┌──

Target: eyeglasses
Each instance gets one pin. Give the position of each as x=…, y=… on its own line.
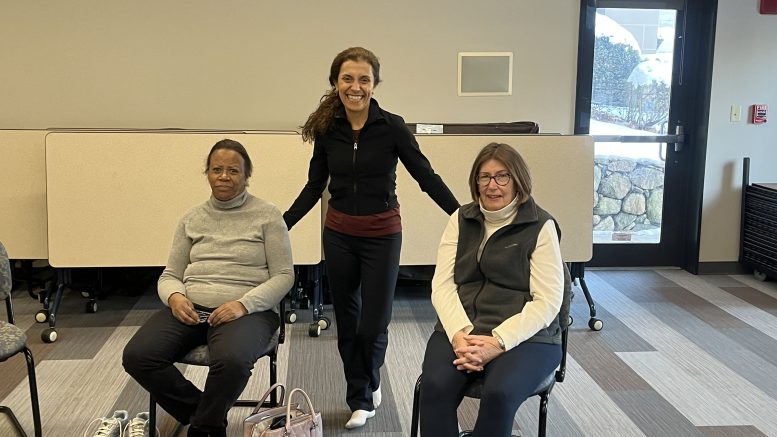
x=218, y=171
x=501, y=179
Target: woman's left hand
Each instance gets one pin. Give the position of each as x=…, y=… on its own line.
x=227, y=312
x=480, y=350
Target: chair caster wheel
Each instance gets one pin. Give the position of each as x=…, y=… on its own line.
x=49, y=335
x=42, y=316
x=291, y=317
x=314, y=330
x=595, y=324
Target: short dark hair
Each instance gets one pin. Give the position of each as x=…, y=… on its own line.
x=511, y=159
x=234, y=146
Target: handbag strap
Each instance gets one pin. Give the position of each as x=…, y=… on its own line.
x=311, y=411
x=277, y=385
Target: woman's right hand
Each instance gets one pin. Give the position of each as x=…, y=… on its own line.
x=460, y=347
x=183, y=309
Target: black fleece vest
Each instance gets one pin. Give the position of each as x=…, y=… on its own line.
x=497, y=287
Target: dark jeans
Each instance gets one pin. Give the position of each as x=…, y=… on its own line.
x=509, y=380
x=234, y=348
x=362, y=277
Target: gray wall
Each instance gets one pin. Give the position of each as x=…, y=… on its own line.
x=743, y=74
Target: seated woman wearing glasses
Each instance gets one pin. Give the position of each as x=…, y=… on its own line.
x=497, y=290
x=229, y=267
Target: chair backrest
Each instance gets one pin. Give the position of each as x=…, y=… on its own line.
x=6, y=283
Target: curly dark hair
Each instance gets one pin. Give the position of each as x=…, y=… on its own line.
x=321, y=119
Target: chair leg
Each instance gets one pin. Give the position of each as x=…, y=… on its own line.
x=14, y=421
x=416, y=408
x=273, y=378
x=151, y=414
x=33, y=391
x=543, y=414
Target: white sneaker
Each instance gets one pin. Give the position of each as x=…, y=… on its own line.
x=137, y=427
x=359, y=418
x=110, y=426
x=376, y=398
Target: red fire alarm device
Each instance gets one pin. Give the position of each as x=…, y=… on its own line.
x=769, y=6
x=759, y=114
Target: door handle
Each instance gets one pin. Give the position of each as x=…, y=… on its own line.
x=680, y=134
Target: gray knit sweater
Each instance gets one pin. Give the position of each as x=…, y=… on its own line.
x=233, y=250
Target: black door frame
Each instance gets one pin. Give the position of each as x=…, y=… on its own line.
x=697, y=51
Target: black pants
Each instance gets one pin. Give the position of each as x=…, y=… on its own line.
x=509, y=380
x=362, y=275
x=234, y=348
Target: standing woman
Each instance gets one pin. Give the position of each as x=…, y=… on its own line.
x=356, y=147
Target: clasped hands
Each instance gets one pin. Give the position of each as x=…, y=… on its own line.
x=473, y=352
x=183, y=310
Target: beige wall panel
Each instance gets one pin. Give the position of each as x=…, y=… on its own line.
x=251, y=65
x=562, y=175
x=114, y=199
x=23, y=194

└──

- [YOUR TASK]:
Put every line of the rows above into a Markdown table with the columns Line No. and Content, numbering the lines in order and skipping any blank ones. Leave the pictures out.

- [RESPONSE TO THE TASK]:
| Line No. | Content |
|---|---|
| 1 | Target: eyeglasses |
| 2 | Each instance gets one pin. Give the position of each as x=…, y=… on its own line. |
| 3 | x=218, y=171 |
| 4 | x=501, y=179 |
| 5 | Target: woman's left hand |
| 6 | Each instance gets one pin. Give the position of each as x=…, y=… on its own line. |
| 7 | x=227, y=312 |
| 8 | x=480, y=350 |
| 9 | Target: chair caster wheel |
| 10 | Each instance gets one pin. Give the position of each as x=…, y=… on its own line. |
| 11 | x=49, y=335 |
| 12 | x=42, y=316 |
| 13 | x=291, y=317 |
| 14 | x=314, y=330 |
| 15 | x=595, y=324 |
| 16 | Target: short dark hair |
| 17 | Each instance gets one pin. Give the position of each as x=…, y=… on its own line. |
| 18 | x=511, y=159 |
| 19 | x=234, y=146 |
| 20 | Target: handbag strap |
| 21 | Each instance gets one pin. Give the position of each as x=…, y=… on its own line. |
| 22 | x=311, y=411 |
| 23 | x=277, y=385 |
| 24 | Target: woman's right hand |
| 25 | Each instance gets one pin. Give the position of each as x=…, y=… on its own line. |
| 26 | x=460, y=347 |
| 27 | x=183, y=309 |
| 28 | Target: black fleece vest |
| 29 | Each instance gets one pin. Give the position of each as x=…, y=… on its own line. |
| 30 | x=497, y=287 |
| 31 | Target: dark jeans |
| 32 | Each instance gets one pin. Give the position of each as x=…, y=… on its own line. |
| 33 | x=509, y=380 |
| 34 | x=234, y=348 |
| 35 | x=362, y=277 |
| 36 | Target: gray wall |
| 37 | Each instance gets one pin. Give the position of each as x=…, y=… on its own line. |
| 38 | x=743, y=74 |
| 39 | Target: seated woman wearing glasses |
| 40 | Each instance gets one pin. Give the position of each as x=…, y=… on its own line. |
| 41 | x=497, y=290 |
| 42 | x=229, y=267 |
| 43 | Target: chair backrest |
| 44 | Each instance gets one pin. Give the position of each as x=…, y=… on its own line. |
| 45 | x=6, y=283 |
| 46 | Target: curly dark hair |
| 47 | Each instance gets one pin. Give the position of each as x=…, y=… on its own line. |
| 48 | x=321, y=119 |
| 49 | Target: chair leg |
| 50 | Each instance gets one pin. Give the position of each as x=…, y=… on its own line. |
| 51 | x=14, y=421 |
| 52 | x=416, y=408 |
| 53 | x=273, y=378 |
| 54 | x=151, y=414 |
| 55 | x=33, y=391 |
| 56 | x=543, y=414 |
| 57 | Target: white sneaker |
| 58 | Each instance gets one pin. Give the position of each as x=…, y=… on its own line. |
| 59 | x=137, y=427 |
| 60 | x=359, y=418 |
| 61 | x=110, y=426 |
| 62 | x=376, y=398 |
| 63 | Target: red fire alarm device |
| 64 | Each instance gets one pin. Give the position of each as x=…, y=… on its own line. |
| 65 | x=769, y=6 |
| 66 | x=759, y=114 |
| 67 | Target: door handle |
| 68 | Each instance gets one pin. Give the position of each as x=…, y=… on its own line. |
| 69 | x=680, y=134 |
| 70 | Target: gray knit sweater |
| 71 | Each instance gets one pin. Give the position of each as x=…, y=… on its own line. |
| 72 | x=233, y=250 |
| 73 | Target: black door frame |
| 74 | Each instance gets one pin. Give the position of each as x=…, y=… on its own line. |
| 75 | x=697, y=51 |
| 76 | Target: black pants |
| 77 | Each instance gets one pin. Give the position of each as x=…, y=… on its own line. |
| 78 | x=509, y=380 |
| 79 | x=362, y=275 |
| 80 | x=234, y=348 |
| 81 | Target: standing woman |
| 82 | Each instance gets one pin. Give the position of each as x=…, y=… on its own line. |
| 83 | x=356, y=147 |
| 84 | Target: clasped hands |
| 85 | Each instance gets one pin. Give the position of each as x=…, y=… on its own line. |
| 86 | x=473, y=352 |
| 87 | x=183, y=310 |
| 88 | Target: beige wall panel |
| 89 | Each instance gets one pin. Give the position of each as x=…, y=… on its own line. |
| 90 | x=251, y=65 |
| 91 | x=562, y=175 |
| 92 | x=114, y=199 |
| 93 | x=23, y=194 |